_Records supplied_
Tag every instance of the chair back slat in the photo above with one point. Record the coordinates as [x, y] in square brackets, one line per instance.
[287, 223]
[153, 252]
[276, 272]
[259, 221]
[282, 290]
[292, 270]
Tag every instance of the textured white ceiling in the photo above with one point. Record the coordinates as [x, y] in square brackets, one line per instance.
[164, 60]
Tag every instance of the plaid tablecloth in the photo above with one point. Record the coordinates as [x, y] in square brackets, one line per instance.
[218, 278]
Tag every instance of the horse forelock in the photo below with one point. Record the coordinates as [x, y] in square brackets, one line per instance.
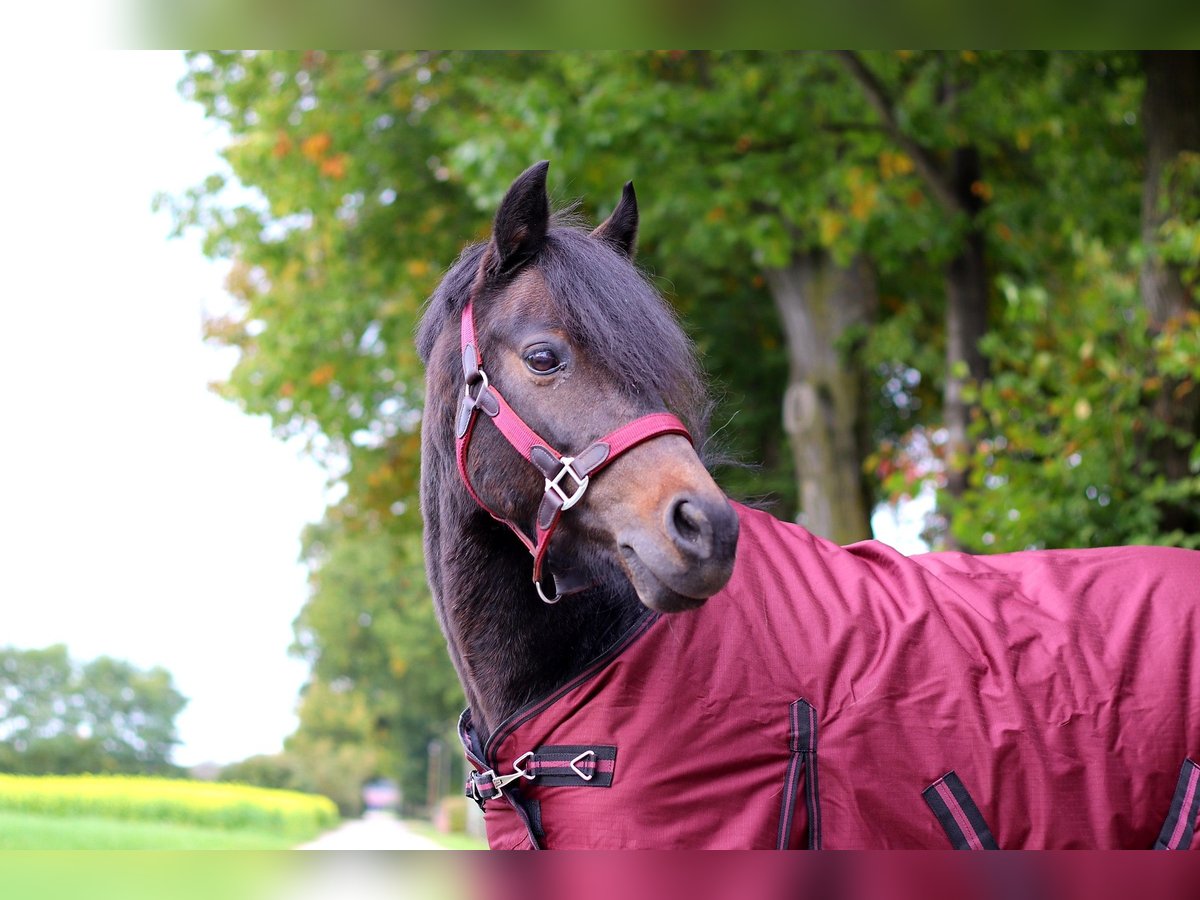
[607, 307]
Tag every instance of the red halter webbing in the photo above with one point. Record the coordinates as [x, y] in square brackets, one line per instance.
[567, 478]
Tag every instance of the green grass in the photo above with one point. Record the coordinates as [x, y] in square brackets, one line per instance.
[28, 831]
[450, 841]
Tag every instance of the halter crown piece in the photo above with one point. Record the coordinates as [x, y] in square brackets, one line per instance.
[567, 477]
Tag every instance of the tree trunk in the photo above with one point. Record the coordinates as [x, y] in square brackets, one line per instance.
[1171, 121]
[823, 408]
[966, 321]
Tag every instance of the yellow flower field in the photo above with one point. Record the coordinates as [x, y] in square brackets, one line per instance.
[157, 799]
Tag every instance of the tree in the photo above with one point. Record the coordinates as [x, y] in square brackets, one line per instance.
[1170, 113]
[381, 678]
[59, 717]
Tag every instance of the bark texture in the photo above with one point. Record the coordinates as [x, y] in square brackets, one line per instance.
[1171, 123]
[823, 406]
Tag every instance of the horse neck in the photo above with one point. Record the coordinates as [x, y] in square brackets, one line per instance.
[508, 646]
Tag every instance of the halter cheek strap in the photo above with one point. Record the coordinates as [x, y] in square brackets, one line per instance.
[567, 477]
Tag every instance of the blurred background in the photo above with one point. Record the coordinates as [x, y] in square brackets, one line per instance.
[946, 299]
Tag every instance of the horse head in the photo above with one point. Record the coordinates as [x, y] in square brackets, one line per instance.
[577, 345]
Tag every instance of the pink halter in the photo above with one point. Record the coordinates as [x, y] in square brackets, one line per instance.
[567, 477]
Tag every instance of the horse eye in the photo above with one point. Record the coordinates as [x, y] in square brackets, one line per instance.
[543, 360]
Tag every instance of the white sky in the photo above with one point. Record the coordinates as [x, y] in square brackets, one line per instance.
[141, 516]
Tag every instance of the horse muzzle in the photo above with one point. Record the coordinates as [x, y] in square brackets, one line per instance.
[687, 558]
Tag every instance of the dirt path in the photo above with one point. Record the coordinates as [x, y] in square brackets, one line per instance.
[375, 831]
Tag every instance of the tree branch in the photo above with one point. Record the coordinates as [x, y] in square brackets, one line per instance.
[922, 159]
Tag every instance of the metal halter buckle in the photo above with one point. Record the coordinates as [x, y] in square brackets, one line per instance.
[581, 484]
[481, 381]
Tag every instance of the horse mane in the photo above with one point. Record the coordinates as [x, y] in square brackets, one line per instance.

_Given instruction_
Reproduce the rows from the row containing "Tag every instance of the white" through the final row, inclusive, leaving their wording as is but shifting every coordinate in the answers by adding 144 to each number.

_Correct response_
Tag every instance of the white sky in the photo above with one point. Record the coordinates as [x, y] in square brackets, one line per instance.
[285, 660]
Tag every instance of the horse muzzle in the photo above with one point. Record the coordinates as [x, y] in square brackets, one line per instance.
[831, 702]
Tag every instance of the dirt path in the photo above with one point. Record the coordinates as [x, y] in square brackets, one line per instance.
[519, 975]
Tag every instance of the tree branch in the photo above with one point. Record the coordinates as [x, y] in square brackets, one line per instance.
[1066, 303]
Tag every instance of the metal halter buckle in the photo above with one point. Record the coordinates as [x, y] in square brackets, one line per instance.
[725, 628]
[625, 525]
Tag every instance of the horse mane in the photo above with one point. Record the coordinates as [x, y] in square brackets, one line per instance.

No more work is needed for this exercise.